» **Exercise description**
Tally the lines below that contain the word "pole", treating case as significant, and give only the resulting number.

(Object point labels)

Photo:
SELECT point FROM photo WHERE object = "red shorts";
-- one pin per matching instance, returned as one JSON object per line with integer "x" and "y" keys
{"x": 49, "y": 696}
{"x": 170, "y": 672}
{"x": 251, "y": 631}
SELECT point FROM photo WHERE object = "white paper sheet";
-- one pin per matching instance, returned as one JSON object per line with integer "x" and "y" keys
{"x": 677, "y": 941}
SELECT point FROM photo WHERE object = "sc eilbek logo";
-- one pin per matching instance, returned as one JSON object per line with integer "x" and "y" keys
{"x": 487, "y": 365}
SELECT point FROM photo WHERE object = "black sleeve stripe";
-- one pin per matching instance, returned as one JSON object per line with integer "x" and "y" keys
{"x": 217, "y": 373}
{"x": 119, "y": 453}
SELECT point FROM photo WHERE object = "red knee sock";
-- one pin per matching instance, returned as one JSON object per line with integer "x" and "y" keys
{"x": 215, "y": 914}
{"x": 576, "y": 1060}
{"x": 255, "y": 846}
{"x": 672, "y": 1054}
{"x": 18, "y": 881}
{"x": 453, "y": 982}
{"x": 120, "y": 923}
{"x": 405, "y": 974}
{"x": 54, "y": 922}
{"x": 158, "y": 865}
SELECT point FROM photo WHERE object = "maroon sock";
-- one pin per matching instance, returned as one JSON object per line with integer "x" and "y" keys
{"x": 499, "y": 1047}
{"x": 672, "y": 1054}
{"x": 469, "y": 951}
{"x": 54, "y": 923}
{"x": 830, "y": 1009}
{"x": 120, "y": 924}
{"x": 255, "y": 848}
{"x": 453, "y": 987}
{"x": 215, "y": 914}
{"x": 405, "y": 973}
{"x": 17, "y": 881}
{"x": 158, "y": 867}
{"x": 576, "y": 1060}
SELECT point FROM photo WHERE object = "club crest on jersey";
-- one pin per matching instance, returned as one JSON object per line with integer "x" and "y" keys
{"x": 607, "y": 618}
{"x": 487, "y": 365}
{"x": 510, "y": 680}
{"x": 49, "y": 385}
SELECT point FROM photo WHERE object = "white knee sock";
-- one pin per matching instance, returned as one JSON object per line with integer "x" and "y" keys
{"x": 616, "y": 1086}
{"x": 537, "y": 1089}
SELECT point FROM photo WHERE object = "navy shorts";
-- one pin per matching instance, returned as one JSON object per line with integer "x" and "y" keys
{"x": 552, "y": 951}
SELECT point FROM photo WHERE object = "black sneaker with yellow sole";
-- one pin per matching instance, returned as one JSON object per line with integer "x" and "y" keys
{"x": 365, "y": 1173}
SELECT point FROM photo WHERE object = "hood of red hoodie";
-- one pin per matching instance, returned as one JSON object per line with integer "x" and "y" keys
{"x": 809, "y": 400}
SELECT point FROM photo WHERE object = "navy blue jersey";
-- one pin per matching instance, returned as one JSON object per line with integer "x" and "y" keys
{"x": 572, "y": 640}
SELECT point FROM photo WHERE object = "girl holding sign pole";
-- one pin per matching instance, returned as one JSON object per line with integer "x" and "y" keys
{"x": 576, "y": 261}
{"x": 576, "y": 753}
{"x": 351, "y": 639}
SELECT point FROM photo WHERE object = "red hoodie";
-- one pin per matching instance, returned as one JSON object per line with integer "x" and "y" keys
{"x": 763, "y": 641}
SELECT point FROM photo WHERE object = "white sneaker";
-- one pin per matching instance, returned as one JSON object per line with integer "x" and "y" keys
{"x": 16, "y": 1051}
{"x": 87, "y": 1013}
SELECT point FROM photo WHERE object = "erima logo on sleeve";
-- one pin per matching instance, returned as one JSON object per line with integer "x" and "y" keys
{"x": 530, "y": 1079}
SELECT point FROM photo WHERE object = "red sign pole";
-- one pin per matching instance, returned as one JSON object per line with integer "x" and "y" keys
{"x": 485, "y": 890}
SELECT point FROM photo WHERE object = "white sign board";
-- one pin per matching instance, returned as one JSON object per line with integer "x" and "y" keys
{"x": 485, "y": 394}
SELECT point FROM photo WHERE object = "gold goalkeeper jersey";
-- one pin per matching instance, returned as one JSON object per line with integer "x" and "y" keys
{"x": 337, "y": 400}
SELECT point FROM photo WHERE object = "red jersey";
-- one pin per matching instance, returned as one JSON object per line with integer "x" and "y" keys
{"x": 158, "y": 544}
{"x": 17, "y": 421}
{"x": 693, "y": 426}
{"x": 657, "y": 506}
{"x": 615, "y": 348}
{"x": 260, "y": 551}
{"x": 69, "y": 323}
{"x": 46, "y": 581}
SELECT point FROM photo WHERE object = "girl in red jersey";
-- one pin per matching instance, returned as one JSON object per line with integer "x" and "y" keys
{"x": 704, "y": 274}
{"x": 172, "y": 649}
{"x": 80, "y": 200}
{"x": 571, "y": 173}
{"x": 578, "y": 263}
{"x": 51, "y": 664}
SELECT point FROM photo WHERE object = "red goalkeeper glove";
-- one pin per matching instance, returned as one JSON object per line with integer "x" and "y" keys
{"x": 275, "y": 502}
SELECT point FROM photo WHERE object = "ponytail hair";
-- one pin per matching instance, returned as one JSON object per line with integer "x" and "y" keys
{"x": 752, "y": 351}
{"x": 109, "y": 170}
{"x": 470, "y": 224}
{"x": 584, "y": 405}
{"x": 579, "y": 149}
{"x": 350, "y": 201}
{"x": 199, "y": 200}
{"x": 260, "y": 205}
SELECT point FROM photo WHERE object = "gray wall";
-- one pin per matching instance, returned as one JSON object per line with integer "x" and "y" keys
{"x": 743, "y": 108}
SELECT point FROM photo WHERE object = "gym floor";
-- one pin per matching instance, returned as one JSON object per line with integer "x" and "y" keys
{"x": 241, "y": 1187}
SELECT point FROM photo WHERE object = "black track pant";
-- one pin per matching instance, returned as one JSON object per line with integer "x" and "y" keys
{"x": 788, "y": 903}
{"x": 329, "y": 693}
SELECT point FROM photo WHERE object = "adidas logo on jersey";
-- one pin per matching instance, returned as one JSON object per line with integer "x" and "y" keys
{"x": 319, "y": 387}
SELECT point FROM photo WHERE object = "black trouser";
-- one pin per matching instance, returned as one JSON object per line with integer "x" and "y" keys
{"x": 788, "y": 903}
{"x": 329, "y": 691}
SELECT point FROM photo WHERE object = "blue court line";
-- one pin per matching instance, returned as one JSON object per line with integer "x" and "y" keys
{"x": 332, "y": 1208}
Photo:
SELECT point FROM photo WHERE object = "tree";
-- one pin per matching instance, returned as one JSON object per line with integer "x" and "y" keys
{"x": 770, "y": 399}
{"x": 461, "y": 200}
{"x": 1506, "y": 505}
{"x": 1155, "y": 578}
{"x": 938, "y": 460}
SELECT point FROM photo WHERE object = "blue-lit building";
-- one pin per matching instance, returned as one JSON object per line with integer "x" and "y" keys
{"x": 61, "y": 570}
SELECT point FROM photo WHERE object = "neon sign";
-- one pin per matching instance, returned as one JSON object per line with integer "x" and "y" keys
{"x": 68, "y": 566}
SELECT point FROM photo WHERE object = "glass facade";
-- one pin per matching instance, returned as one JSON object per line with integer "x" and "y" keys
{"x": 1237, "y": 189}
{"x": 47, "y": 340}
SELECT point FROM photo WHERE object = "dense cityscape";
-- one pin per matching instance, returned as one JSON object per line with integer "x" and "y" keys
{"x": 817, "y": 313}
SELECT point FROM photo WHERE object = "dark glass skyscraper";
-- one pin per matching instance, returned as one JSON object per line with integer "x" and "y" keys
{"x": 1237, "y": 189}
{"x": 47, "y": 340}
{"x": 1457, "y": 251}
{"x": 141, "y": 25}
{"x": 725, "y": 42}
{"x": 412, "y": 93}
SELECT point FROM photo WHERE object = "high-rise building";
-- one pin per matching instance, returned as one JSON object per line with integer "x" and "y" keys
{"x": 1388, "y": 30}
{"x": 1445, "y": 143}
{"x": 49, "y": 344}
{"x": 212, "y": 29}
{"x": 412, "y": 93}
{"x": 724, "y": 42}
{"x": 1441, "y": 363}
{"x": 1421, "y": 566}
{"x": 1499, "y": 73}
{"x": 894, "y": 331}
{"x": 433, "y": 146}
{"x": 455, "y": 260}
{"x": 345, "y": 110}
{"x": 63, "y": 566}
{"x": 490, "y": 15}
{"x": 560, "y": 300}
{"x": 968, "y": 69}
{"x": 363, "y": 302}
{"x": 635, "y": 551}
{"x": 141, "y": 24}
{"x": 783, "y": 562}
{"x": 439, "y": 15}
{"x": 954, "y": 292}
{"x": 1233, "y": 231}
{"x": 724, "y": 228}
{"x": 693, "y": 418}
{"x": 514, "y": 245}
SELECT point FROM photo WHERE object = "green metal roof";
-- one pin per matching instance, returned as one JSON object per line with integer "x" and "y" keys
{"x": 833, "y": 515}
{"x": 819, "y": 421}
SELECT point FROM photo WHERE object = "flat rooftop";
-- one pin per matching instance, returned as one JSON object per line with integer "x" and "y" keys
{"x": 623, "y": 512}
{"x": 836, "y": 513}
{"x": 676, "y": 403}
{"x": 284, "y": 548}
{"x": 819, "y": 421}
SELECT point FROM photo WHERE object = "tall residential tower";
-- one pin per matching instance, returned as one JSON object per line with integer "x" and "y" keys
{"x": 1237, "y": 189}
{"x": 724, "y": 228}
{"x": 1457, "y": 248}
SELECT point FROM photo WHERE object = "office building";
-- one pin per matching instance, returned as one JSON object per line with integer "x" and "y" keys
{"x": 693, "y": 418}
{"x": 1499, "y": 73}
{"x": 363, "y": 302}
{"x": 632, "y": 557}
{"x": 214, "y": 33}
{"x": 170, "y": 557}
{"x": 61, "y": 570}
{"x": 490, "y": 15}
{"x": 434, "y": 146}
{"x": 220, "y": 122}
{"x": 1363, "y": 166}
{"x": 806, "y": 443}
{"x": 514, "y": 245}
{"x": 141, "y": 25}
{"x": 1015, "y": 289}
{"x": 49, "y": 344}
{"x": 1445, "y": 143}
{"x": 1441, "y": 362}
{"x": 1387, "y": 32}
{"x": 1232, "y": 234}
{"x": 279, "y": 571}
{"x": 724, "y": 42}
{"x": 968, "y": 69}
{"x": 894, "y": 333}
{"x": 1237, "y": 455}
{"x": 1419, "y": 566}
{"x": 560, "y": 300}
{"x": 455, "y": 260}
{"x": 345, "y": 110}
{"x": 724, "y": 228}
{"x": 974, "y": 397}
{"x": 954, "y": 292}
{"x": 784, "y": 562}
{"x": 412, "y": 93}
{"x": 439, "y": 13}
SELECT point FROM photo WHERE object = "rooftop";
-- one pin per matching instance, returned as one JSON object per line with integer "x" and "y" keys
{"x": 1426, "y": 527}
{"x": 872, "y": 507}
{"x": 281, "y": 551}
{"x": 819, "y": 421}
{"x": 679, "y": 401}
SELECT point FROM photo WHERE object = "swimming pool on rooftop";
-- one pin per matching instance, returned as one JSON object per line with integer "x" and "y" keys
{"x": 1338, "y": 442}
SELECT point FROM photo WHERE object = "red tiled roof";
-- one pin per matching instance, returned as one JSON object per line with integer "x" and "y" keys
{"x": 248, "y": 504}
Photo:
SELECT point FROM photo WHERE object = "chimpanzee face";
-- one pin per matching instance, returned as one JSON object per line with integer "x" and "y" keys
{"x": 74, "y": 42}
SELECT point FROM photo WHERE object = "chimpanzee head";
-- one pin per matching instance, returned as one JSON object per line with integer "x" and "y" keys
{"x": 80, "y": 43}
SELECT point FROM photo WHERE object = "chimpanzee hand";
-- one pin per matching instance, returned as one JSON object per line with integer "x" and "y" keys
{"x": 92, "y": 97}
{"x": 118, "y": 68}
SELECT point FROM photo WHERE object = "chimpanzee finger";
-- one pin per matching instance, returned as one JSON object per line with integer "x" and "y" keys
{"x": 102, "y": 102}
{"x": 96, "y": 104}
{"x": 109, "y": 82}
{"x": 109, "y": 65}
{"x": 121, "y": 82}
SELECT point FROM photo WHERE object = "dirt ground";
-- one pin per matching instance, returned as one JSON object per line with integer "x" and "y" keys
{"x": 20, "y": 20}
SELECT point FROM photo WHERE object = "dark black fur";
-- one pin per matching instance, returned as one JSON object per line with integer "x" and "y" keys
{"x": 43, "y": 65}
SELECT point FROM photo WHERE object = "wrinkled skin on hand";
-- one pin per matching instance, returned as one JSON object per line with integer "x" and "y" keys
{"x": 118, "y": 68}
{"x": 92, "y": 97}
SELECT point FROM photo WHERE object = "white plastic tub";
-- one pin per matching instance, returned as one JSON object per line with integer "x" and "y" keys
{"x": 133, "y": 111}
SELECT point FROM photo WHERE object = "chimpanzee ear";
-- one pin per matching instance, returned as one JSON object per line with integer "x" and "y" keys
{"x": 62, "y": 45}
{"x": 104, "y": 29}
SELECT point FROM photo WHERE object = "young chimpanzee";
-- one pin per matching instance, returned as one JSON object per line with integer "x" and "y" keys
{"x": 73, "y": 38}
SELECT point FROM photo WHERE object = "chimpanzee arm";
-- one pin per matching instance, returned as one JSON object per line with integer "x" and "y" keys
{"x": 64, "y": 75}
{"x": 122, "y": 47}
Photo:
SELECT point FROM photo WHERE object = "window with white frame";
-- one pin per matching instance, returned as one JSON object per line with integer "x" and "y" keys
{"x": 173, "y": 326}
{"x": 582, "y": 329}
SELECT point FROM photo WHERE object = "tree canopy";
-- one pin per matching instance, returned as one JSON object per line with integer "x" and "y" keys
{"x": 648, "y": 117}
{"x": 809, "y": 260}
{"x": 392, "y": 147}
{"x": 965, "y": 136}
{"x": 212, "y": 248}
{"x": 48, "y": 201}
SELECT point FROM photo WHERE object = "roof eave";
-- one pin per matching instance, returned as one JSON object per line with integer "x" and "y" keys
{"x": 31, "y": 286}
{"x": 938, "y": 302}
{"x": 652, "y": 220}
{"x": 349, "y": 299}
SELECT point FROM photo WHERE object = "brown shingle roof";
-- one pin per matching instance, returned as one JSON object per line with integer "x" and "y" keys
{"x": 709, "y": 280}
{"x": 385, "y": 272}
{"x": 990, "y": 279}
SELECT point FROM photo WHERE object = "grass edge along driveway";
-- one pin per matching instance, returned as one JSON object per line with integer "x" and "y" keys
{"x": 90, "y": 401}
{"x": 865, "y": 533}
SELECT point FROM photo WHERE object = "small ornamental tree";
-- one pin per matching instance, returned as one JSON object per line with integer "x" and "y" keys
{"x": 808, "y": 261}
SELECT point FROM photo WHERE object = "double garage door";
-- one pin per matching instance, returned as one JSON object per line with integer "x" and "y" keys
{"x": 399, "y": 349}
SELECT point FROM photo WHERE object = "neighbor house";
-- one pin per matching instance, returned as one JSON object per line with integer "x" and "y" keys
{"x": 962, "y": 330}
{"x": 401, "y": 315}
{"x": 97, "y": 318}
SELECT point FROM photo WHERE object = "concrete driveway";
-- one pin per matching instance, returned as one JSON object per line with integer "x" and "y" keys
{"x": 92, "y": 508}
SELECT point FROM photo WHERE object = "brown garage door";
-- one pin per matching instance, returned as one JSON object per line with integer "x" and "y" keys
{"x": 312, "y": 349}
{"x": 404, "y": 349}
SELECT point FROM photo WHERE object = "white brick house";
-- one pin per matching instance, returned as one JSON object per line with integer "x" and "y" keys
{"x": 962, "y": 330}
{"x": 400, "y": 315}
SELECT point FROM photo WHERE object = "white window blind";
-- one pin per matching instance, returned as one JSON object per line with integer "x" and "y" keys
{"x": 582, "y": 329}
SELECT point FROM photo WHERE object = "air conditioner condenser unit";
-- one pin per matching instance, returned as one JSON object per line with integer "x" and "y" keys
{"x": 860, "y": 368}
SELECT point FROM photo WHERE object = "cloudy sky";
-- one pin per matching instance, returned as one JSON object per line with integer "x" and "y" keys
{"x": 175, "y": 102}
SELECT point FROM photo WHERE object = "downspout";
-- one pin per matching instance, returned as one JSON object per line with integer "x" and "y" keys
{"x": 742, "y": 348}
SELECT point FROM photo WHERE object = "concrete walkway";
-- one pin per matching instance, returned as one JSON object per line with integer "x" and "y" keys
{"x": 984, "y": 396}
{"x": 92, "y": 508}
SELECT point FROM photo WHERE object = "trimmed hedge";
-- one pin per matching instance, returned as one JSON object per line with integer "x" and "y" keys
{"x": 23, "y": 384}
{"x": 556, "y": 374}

» **Result for this exercise**
2